- [Task requirements] Copy the data from its first line through the line containing "[(165, 197), (341, 187), (207, 184), (542, 177), (215, 199)]", replacing "olive green" with "dark green" and leaving everything else unchanged.
%%
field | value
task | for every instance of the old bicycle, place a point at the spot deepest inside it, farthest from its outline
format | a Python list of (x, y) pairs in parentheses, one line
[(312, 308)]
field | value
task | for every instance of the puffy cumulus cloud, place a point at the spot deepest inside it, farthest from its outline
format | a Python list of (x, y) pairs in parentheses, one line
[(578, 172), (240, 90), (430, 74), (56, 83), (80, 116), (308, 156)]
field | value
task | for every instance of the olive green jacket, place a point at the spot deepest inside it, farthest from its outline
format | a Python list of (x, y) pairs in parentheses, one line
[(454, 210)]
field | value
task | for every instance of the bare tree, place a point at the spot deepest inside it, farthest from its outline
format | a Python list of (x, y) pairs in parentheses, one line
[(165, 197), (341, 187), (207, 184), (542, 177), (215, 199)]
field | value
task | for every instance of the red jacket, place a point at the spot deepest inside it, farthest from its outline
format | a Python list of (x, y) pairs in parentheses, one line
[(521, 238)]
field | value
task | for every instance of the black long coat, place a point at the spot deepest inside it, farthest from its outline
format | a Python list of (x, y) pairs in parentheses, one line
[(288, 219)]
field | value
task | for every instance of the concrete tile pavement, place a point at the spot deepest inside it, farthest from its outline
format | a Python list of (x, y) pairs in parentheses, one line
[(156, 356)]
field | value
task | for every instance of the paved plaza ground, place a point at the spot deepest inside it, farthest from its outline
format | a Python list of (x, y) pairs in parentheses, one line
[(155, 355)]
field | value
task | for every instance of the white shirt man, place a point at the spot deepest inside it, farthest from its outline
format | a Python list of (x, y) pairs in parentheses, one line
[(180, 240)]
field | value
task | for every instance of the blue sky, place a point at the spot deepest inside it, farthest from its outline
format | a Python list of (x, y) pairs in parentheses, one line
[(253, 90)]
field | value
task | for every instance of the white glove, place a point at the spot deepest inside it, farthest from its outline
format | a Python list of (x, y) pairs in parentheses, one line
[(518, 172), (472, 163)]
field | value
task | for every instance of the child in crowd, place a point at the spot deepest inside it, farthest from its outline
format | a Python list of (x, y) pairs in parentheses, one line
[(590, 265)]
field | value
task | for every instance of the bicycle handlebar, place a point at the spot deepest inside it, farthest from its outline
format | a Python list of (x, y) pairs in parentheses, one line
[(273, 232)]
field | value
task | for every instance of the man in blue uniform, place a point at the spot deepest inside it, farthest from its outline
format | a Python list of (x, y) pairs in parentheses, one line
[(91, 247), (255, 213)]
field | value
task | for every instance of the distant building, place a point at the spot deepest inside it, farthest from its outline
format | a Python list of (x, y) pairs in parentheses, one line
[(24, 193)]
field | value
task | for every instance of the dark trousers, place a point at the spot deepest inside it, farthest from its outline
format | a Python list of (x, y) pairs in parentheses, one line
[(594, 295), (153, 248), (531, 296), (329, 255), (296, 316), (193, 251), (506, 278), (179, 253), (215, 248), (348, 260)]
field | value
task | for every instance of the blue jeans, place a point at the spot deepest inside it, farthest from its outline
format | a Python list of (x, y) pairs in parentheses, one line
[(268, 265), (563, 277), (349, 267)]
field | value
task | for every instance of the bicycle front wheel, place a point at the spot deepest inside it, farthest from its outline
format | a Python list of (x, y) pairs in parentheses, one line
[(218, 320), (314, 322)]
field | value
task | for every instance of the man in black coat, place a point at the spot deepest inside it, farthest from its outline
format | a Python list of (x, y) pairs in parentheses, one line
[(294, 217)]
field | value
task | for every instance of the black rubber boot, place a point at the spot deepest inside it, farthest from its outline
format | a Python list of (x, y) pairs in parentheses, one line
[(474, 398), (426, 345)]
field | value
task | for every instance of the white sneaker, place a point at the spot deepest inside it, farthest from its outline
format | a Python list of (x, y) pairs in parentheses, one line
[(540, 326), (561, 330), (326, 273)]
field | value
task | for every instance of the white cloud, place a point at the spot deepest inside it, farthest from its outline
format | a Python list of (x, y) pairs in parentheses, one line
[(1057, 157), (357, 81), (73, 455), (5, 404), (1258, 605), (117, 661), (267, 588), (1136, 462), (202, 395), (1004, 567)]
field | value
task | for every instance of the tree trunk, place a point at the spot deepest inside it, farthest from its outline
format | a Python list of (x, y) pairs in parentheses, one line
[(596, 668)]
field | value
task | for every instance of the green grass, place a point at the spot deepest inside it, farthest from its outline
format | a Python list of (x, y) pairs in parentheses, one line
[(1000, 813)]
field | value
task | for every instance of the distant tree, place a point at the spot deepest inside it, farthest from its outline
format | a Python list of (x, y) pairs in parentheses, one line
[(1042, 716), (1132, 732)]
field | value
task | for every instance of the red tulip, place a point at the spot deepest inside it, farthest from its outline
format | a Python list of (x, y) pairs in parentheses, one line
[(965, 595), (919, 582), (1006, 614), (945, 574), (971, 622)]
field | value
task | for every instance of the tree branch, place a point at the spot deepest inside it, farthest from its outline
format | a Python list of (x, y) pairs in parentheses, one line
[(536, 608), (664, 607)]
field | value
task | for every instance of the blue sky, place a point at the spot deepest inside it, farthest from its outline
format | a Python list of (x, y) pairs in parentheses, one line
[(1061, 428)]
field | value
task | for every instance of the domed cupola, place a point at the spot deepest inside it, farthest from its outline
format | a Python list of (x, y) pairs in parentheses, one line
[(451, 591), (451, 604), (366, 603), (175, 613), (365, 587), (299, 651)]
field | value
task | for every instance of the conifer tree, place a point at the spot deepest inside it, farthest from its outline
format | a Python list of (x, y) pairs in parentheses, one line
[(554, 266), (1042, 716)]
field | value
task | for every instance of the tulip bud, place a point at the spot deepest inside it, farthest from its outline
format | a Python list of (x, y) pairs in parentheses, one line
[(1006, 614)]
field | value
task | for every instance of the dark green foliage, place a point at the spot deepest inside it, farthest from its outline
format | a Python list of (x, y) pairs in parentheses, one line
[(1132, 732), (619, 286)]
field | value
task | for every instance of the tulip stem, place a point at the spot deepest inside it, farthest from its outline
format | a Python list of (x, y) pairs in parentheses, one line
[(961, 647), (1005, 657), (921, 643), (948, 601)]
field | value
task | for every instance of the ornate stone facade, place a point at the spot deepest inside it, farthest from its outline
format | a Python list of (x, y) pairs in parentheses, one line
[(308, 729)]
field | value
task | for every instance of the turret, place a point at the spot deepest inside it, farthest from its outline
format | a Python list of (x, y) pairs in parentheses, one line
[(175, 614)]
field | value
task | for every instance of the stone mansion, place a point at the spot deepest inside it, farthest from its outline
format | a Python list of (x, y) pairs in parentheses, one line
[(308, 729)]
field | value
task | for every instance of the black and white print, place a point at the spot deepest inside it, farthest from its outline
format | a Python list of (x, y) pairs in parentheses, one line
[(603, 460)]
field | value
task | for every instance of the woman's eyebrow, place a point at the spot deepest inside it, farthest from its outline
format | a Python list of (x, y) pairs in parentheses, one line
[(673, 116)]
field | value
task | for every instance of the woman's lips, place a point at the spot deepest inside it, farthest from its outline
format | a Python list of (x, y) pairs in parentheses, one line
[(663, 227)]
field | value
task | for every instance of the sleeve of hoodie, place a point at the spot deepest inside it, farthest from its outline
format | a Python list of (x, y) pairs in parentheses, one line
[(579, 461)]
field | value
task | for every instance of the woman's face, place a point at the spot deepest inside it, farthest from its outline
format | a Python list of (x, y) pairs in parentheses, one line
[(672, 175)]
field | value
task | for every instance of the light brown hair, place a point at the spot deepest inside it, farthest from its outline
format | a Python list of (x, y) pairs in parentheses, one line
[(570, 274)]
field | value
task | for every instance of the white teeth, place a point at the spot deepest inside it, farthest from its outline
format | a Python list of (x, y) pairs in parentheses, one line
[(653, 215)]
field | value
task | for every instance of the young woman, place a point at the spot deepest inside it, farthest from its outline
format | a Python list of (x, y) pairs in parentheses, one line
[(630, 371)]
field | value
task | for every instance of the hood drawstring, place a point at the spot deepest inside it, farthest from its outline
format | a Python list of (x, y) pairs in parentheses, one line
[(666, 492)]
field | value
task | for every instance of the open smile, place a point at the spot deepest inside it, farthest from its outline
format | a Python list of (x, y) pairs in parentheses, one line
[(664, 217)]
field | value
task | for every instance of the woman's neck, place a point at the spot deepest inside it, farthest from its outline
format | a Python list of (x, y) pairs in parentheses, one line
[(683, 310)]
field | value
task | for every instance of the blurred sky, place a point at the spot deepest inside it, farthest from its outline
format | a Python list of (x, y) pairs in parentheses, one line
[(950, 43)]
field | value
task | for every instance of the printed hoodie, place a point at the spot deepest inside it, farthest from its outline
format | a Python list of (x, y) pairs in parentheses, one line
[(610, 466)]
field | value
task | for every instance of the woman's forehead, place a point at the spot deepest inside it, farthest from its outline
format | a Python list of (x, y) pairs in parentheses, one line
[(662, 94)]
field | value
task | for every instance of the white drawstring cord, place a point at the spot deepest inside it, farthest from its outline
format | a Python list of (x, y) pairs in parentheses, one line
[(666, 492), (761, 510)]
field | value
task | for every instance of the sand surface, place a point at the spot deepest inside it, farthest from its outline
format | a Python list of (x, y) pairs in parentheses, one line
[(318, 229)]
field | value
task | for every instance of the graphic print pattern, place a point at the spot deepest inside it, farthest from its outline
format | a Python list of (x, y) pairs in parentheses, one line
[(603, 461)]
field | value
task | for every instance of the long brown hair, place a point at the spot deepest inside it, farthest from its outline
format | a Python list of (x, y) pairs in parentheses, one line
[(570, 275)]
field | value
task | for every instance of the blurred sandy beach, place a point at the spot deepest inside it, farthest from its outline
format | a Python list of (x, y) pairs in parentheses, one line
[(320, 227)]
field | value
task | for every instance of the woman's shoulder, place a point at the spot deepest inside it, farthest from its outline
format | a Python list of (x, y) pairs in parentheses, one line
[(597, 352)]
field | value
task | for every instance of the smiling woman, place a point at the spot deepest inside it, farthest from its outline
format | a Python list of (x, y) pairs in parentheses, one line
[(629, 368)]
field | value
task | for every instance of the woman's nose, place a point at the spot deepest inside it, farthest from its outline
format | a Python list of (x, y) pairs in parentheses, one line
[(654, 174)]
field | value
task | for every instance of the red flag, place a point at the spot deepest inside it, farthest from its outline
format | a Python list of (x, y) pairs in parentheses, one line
%%
- [Task answer]
field | value
task | for every instance of the old bicycle, place a point at the spot deepest inside it, farthest from its outline
format | a Python list of (x, y) pairs in parentheses, one line
[(312, 308)]
field | value
task | for every instance of the puffy cumulus cloud, place a point at the spot deepest inside it, farthest from its outline
format | a Python list of (x, y) pairs in parentheses, one line
[(578, 172), (240, 90), (430, 74), (56, 83), (80, 116), (308, 156)]
field | value
task | for every instance of the dark green jacket, place a point at the spot deepest inside it, farthest from its outline
format | a Python list of (x, y) pairs in parentheses, one line
[(454, 210)]
field | value
task | for every instance of the bare tree, place a point at the spot deepest inside it, farthest from its outline
format | a Python list of (x, y) pairs in parentheses, one line
[(165, 197), (341, 187), (207, 184), (542, 177), (215, 199)]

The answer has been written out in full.